**SELECTED PASSAGE:**
*** Begin section ***

The response and adaptation to environmental and nutritional changes, which is essential for the fitness and survival of microorganisms, is driven largely by regulation at the transcriptional level. In archaea, the vast majority of proteins that exert transcription regulation by binding the DNA and affecting gene expression are predicted to resemble bacterial classes of transcription regulators [1]. Almost 50% of all thus far identified regulators can be found in archaea and bacteria, while only 1.7% is common between archaea and eukaryotes [2]. Most of these predicted archaeal regulatory proteins possess a helix-turn-helix (HTH) DNA-binding motif, a typical bacterial motif.

Intriguingly, archaea have a basal transcription machinery that is homologous to that of eukaryotes, albeit it being a simplified version, as is also the case for other information processes such as replication and translation [37]. Both cis and trans elements share homology with their eukaryotic counterparts. Cases in point are the main promoter elements TATA box and factor B recognition element (BRE) on the one hand, and the general transcription factors TATA-binding protein (TBP), transcription factor B (TFB), and the RNA polymerase (RNAP) on the other hand [3, 8]. The unique archaeal RNAP is most reminiscent of the eukaryotic RNAPII, having up to 13 subunits [911]. This peculiar hybrid situation raises the question as to how these bacterial-type regulators in archaeal organisms interact with the eukaryotic-like basal transcription machinery. This is especially true for regulators functioning as activators and exerting their regulatory effects by direct contacts with the general transcription factors [12] or RNAP, which are domain specific.

*** End section ***

Answer these questions from the passage on archaeal transcription regulation:
(a) What share of identified regulators is common between archaea and eukaryotes?
(b) What DNA-binding motif do most predicted archaeal regulatory proteins possess?
(c) Which eukaryotic RNA polymerase is the archaeal RNAP most reminiscent of?

[Region pointing data]
*** Begin section ***

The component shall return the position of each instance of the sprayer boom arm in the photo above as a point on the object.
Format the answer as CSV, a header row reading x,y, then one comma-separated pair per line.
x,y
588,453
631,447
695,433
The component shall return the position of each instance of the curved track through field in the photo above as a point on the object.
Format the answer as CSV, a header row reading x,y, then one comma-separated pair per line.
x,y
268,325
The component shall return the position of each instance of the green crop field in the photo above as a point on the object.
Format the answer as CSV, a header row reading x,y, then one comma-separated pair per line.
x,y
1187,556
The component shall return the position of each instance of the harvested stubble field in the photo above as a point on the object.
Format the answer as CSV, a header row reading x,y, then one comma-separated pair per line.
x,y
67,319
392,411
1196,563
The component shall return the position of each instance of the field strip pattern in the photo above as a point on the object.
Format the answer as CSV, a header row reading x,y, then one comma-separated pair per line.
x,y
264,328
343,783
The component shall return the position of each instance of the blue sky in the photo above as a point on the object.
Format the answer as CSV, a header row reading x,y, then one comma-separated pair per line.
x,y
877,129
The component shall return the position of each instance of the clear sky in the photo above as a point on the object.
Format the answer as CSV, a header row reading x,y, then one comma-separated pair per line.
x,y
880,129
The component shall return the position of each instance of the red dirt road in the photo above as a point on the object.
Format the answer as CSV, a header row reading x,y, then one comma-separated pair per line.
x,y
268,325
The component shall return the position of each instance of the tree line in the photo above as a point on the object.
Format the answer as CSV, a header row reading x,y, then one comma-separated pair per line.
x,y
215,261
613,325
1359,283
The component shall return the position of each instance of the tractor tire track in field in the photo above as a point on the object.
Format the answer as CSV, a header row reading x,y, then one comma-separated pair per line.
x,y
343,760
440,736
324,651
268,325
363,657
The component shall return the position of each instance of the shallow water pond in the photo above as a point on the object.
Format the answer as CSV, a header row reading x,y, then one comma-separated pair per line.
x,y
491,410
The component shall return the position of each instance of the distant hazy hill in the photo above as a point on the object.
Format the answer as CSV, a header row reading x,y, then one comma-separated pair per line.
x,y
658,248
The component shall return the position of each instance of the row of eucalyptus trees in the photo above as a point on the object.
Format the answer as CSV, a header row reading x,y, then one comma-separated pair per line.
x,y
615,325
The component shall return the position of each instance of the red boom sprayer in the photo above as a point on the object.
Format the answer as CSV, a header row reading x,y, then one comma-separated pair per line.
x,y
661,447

*** End section ***

**TASK SOLUTION:**
(a) 1.7%
(b) The helix-turn-helix (HTH) motif
(c) RNAPII